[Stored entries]
+ + + + +
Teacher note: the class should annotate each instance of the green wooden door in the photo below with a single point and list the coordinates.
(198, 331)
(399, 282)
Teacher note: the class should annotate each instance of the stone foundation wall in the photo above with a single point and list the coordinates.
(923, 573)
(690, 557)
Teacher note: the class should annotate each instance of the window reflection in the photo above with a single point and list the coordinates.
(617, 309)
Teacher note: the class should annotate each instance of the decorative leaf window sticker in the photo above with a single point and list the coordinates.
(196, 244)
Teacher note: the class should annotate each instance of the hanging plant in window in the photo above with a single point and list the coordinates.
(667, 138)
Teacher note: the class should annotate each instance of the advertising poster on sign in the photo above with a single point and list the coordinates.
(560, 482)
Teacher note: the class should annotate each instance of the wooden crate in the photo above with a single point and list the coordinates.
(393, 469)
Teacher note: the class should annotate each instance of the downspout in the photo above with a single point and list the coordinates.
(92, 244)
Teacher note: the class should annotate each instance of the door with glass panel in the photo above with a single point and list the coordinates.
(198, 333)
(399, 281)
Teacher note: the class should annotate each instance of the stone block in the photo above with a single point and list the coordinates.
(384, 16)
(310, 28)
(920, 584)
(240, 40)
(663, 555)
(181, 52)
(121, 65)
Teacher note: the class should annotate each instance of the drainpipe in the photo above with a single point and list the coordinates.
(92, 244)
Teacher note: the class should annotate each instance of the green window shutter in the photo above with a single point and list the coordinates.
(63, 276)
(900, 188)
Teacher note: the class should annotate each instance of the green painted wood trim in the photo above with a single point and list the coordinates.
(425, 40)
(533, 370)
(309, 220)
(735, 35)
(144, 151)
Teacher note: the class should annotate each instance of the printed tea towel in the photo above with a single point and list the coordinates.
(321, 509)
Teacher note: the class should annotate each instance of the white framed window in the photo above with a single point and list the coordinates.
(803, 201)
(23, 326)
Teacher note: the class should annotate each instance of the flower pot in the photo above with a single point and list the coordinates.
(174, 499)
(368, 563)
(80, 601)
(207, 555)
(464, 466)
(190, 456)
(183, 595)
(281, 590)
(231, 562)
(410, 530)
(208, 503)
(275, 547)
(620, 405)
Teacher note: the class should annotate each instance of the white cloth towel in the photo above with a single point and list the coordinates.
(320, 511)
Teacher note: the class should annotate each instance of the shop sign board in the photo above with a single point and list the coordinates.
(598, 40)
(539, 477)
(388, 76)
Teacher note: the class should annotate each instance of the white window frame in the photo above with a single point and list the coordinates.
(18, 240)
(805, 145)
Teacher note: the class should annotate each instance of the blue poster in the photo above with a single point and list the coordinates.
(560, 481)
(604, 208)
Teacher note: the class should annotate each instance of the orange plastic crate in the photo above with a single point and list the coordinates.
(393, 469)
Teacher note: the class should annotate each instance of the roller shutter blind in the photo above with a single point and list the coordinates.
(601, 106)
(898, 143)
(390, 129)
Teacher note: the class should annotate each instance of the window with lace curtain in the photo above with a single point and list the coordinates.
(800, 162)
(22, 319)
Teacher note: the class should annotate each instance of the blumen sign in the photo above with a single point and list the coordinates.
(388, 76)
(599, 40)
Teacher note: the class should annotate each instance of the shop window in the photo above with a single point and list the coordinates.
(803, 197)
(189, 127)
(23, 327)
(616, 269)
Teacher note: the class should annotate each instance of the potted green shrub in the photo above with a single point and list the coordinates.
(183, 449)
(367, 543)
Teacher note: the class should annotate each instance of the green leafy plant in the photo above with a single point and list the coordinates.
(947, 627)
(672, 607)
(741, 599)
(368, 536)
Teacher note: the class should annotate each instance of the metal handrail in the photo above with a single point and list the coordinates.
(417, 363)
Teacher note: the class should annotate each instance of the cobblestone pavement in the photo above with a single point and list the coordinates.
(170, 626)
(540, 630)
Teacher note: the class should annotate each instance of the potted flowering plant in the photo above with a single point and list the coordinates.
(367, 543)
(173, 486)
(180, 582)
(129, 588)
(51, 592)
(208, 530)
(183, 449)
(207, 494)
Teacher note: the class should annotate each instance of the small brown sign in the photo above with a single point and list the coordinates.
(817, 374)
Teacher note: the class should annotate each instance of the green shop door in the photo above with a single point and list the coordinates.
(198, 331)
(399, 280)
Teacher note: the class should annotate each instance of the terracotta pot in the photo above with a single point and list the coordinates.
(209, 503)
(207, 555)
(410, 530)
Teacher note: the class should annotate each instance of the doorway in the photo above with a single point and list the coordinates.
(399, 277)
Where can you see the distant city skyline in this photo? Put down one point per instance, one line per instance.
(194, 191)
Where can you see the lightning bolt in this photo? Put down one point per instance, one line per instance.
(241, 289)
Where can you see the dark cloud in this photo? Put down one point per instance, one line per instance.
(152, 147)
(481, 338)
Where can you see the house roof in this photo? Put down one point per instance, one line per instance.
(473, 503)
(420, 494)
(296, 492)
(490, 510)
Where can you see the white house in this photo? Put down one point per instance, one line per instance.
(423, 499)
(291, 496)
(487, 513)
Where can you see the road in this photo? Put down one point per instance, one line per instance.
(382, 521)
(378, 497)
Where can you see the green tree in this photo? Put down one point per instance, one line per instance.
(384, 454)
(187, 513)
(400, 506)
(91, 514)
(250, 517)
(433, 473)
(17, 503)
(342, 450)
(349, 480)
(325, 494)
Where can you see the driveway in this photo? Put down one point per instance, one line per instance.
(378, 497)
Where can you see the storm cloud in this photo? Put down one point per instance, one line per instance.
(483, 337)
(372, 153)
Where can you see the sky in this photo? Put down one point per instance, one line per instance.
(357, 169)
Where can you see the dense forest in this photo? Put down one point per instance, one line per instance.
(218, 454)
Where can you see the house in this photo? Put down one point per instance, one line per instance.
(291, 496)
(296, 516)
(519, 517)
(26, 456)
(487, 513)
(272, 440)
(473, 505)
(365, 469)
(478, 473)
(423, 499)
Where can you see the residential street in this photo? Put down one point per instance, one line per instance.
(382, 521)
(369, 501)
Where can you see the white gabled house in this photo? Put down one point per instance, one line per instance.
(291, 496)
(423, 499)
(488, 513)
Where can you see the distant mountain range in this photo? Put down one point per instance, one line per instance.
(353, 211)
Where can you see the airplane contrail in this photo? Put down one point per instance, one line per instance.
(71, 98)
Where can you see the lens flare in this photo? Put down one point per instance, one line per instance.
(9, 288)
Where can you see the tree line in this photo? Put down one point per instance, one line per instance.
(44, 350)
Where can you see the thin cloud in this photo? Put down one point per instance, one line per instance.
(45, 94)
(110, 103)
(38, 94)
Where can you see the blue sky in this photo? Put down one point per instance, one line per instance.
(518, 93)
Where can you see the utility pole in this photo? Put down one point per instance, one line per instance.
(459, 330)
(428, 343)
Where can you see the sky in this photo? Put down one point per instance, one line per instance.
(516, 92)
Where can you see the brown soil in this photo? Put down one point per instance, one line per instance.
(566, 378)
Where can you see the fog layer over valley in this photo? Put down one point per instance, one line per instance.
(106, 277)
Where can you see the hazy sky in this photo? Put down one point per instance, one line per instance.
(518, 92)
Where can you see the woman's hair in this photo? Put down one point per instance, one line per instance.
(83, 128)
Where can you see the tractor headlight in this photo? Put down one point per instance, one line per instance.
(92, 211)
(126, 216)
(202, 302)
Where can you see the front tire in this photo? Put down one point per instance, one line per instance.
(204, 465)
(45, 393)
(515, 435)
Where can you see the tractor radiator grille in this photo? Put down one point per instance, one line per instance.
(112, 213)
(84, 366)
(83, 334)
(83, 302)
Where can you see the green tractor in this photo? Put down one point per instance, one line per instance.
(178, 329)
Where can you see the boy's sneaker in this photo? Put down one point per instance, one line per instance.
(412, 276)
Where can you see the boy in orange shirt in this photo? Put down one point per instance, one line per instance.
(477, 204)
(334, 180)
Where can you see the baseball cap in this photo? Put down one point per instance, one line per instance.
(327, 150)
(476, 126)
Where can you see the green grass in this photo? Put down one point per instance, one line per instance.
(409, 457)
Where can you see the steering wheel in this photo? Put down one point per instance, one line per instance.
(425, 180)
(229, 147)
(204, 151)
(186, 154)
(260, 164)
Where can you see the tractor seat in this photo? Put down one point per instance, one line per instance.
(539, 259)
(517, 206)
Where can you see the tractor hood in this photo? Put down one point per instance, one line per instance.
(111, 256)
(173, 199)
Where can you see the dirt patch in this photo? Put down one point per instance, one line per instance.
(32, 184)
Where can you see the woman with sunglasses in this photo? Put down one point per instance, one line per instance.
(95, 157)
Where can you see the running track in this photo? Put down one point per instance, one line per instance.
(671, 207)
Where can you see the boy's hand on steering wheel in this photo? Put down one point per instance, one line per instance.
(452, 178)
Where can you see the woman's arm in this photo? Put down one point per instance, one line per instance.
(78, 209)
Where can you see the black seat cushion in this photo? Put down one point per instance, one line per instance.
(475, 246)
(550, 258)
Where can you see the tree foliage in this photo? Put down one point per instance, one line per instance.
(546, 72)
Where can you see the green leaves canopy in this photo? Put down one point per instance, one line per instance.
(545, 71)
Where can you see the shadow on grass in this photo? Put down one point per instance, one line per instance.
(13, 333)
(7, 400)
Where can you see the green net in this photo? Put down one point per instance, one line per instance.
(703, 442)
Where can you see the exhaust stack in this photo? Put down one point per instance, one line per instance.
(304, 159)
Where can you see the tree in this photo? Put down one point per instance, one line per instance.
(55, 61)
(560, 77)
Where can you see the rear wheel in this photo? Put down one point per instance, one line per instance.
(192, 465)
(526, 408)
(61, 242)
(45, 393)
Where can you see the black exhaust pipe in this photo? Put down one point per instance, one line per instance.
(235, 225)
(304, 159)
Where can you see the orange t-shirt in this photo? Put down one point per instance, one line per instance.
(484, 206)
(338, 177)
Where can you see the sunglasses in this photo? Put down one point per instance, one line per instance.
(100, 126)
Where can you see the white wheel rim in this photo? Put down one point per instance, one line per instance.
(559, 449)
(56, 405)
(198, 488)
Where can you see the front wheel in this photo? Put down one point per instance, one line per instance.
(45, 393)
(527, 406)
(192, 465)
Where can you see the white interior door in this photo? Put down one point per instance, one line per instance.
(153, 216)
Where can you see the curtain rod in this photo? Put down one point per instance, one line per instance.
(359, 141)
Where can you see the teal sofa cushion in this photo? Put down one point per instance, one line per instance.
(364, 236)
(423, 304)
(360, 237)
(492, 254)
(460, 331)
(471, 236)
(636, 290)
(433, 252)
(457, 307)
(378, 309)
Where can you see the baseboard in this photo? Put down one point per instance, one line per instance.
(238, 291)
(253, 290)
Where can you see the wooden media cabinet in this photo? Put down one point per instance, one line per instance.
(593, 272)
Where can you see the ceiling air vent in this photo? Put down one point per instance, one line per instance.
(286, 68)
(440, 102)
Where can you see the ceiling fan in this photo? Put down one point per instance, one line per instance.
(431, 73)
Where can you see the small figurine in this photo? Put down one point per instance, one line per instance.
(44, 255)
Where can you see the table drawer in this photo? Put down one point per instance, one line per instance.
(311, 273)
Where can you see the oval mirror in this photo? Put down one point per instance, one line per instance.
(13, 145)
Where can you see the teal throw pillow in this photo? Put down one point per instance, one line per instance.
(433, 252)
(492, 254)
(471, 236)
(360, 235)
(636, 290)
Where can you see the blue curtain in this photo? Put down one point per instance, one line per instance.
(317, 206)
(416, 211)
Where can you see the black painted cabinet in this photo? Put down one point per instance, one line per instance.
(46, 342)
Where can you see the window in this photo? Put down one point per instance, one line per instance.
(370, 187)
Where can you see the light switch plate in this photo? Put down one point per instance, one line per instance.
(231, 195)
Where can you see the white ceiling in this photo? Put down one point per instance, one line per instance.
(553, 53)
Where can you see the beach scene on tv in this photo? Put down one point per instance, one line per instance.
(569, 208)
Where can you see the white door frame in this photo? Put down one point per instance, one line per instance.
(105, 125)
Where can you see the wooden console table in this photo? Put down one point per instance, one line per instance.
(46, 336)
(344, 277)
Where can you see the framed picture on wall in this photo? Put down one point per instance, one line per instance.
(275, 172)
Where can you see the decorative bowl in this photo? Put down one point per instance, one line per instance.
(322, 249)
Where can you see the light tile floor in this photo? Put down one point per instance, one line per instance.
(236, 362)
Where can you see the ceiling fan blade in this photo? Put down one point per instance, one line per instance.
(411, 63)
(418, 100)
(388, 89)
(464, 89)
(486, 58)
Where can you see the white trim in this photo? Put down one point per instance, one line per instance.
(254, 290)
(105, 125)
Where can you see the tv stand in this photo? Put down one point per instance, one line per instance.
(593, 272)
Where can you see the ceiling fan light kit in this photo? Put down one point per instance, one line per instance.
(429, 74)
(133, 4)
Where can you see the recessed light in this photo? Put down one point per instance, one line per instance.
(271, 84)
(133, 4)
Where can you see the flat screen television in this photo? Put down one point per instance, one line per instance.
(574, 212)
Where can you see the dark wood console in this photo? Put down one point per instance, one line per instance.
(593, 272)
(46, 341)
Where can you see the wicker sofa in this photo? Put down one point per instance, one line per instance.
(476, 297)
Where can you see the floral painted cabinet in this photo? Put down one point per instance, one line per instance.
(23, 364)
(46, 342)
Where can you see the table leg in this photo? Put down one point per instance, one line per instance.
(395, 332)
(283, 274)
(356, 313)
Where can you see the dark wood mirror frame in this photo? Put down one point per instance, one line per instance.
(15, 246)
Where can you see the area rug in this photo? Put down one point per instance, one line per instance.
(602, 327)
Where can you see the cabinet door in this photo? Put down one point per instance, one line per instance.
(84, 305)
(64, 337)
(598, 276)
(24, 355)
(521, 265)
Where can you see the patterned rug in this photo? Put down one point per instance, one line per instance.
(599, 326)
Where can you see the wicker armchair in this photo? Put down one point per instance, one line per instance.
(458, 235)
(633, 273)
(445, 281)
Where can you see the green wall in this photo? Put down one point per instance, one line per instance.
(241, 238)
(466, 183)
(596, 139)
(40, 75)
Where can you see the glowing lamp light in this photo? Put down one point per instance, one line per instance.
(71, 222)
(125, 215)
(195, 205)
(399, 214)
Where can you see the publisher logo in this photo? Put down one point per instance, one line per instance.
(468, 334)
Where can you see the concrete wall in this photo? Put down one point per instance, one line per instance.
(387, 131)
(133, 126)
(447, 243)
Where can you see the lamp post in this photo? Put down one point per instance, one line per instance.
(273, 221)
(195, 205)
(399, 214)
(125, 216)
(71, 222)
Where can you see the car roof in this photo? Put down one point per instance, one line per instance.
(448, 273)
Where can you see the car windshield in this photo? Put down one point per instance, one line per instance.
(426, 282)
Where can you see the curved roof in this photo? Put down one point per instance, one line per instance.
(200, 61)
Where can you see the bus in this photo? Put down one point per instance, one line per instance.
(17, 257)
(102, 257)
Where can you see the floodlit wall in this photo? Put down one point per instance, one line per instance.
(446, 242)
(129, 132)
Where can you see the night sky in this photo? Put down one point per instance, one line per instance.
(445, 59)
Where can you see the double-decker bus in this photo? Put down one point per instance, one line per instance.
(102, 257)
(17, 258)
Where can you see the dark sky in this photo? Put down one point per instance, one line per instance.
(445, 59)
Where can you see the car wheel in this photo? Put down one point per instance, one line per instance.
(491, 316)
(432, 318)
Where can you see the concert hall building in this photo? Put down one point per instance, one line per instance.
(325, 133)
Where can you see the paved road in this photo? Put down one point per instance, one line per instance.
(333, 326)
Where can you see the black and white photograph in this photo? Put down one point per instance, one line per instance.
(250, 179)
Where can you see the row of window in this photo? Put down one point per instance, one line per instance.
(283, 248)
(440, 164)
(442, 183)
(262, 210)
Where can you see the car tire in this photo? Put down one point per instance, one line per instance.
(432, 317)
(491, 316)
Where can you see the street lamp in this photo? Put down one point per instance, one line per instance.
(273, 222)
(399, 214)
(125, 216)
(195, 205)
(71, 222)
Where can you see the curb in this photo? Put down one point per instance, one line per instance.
+ + + + +
▶ _Work to do_
Beginning at the line where "Where can you see the bus" appears, extract each line through the end of the data above; keep them exact and include nothing else.

▶ _Right answer_
Where can you see the bus in this photo? Put down one point per instance, one line per instance.
(17, 257)
(102, 257)
Where can you see the floodlit wall in this photo? Put down one point per instance, one line per instance.
(446, 242)
(129, 132)
Where can you see the night sky in this photo? Put down one point per instance, one line per instance.
(445, 59)
Where can you see the double-decker bus in this photo? Put down one point per instance, one line per instance.
(102, 257)
(17, 258)
Where can you see the dark sky in this photo? Put down one point per instance, one line per instance.
(445, 59)
Where can you see the car wheel in this photo? Put down one point per instance, one line per instance.
(491, 316)
(432, 318)
Where can you see the concert hall building in this photo? Put down one point per instance, one line per instance.
(325, 133)
Where can you see the paved road in this photo? Put down one point per instance, one line per instance.
(333, 326)
Where can you see the black and white photograph in this photo? Put down one point per instance, one line per instance.
(250, 179)
Where can you see the row of window in this photo? Put down one point per instance, one line per instance.
(283, 248)
(440, 164)
(442, 183)
(262, 210)
Where can you see the car tire in this photo? Put down one point per instance, one line per instance.
(432, 317)
(491, 316)
Where can you see the street lamp in this photo? Put down one point per instance, one line per instance.
(273, 222)
(399, 214)
(125, 216)
(195, 205)
(71, 222)
Where can you see the curb in this photo? Put down one point per instance, one line per instance.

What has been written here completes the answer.